> **Verilen görev**: Malzemede "shirt, each point like" ifadesinin geçtiği satırdan malzemenin sonuna kadar uzanan bölümü istekler dahil satır satır yeniden yaz ve yanıtlardaki her koordinat değerine 31 ekle. Bu bölüm dışında hiçbir satır verme.

> **Alıştırma malzemesi**:

§ §

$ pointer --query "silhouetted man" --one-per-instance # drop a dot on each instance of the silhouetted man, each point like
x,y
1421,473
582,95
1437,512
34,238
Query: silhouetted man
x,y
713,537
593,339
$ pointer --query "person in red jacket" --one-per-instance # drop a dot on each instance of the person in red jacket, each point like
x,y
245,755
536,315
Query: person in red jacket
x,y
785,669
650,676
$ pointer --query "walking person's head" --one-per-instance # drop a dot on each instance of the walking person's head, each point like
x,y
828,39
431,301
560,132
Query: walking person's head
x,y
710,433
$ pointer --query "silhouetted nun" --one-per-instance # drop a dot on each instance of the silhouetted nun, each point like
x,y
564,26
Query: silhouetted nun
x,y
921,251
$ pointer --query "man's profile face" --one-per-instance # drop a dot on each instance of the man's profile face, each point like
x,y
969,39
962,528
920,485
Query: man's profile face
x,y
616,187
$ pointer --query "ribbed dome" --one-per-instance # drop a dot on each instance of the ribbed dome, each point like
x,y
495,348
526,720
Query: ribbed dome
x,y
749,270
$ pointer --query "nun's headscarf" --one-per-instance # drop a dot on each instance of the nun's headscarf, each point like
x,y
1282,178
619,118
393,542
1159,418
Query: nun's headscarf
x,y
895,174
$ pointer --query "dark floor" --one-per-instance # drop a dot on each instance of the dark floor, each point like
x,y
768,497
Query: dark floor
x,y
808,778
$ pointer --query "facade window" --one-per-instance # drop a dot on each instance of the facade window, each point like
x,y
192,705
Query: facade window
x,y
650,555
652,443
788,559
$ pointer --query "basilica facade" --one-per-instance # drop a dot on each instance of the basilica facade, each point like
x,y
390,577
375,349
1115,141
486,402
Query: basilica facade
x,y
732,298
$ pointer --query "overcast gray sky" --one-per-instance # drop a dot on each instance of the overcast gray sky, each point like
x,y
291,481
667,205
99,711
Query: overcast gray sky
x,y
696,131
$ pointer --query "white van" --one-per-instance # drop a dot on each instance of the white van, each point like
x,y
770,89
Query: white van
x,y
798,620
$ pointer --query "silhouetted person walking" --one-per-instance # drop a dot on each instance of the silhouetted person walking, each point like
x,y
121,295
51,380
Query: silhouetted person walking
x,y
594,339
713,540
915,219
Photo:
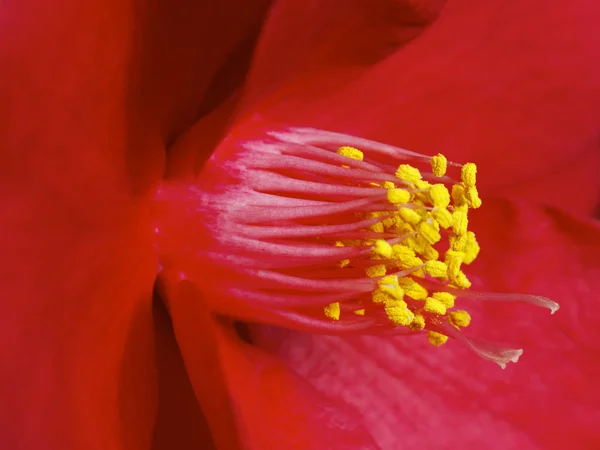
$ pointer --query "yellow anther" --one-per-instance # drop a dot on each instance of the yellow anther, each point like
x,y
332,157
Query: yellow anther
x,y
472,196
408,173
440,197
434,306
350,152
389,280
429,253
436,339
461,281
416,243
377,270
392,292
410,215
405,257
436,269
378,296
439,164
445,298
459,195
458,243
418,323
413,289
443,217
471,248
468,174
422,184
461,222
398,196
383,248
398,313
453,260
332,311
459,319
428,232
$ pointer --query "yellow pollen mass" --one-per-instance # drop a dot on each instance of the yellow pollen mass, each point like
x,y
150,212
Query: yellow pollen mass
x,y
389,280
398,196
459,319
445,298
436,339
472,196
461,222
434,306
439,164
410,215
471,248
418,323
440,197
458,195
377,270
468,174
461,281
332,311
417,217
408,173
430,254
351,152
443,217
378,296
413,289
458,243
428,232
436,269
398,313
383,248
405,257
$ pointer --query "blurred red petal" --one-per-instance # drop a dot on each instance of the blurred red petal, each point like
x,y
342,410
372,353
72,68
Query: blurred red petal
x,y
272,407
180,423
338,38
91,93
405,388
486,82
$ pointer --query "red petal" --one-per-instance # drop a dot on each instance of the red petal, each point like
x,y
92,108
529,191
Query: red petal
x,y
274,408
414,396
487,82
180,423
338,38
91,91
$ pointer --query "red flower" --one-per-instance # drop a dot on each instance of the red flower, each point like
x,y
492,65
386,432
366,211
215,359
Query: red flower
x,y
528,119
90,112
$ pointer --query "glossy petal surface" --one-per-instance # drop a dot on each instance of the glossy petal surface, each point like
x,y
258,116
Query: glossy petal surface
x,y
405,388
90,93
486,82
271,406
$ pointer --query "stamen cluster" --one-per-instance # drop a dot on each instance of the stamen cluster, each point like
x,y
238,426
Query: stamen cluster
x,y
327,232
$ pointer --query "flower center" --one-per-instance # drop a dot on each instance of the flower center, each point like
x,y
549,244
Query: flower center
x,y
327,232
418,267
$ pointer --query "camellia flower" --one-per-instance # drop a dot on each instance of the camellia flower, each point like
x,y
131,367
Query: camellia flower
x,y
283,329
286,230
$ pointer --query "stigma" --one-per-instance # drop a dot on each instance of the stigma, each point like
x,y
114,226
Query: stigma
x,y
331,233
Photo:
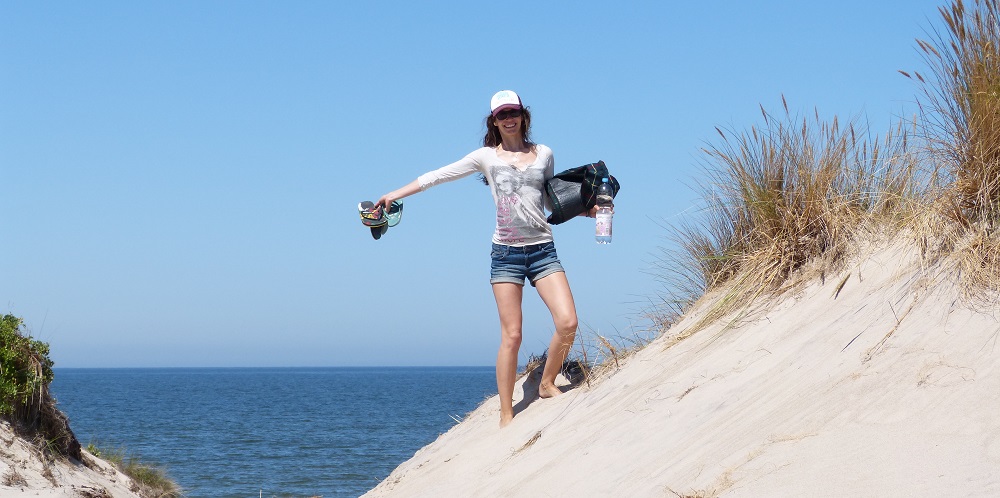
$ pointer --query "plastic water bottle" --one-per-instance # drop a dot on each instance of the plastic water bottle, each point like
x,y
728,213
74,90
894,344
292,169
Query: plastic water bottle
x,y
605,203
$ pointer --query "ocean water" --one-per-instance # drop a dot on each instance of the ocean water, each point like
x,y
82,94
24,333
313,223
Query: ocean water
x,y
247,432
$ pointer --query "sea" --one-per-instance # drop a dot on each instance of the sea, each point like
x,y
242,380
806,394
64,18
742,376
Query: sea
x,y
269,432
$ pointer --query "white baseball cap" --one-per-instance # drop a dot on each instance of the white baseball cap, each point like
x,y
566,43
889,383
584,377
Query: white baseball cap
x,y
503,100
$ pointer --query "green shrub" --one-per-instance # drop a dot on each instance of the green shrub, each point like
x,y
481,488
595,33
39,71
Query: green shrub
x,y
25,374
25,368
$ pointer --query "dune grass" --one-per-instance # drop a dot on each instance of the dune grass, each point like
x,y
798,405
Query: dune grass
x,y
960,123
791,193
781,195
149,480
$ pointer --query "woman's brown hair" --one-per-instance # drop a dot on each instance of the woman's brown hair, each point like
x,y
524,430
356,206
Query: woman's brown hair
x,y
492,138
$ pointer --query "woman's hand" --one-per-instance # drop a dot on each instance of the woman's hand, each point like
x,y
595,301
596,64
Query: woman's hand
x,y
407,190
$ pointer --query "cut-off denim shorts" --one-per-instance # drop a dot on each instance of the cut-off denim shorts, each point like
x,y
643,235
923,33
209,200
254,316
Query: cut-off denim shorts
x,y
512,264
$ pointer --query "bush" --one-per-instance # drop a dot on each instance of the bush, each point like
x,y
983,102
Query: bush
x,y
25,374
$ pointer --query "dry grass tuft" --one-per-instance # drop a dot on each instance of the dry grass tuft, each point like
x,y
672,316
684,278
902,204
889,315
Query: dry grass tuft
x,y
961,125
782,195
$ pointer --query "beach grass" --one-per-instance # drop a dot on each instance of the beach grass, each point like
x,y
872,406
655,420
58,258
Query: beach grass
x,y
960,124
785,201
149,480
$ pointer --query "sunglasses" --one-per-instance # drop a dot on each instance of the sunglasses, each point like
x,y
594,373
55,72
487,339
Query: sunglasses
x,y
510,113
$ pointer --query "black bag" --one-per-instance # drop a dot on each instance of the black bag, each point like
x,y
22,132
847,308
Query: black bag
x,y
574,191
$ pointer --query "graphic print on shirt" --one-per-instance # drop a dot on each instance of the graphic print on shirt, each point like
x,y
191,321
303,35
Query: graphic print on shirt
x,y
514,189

§ §

> **Alıştırma yanıtı**:
$ pointer --query "graphic print on shirt" --one-per-instance # drop a dot on each instance of the graphic print on shirt, each point like
x,y
191,321
303,35
Query: graphic print on shirt
x,y
545,220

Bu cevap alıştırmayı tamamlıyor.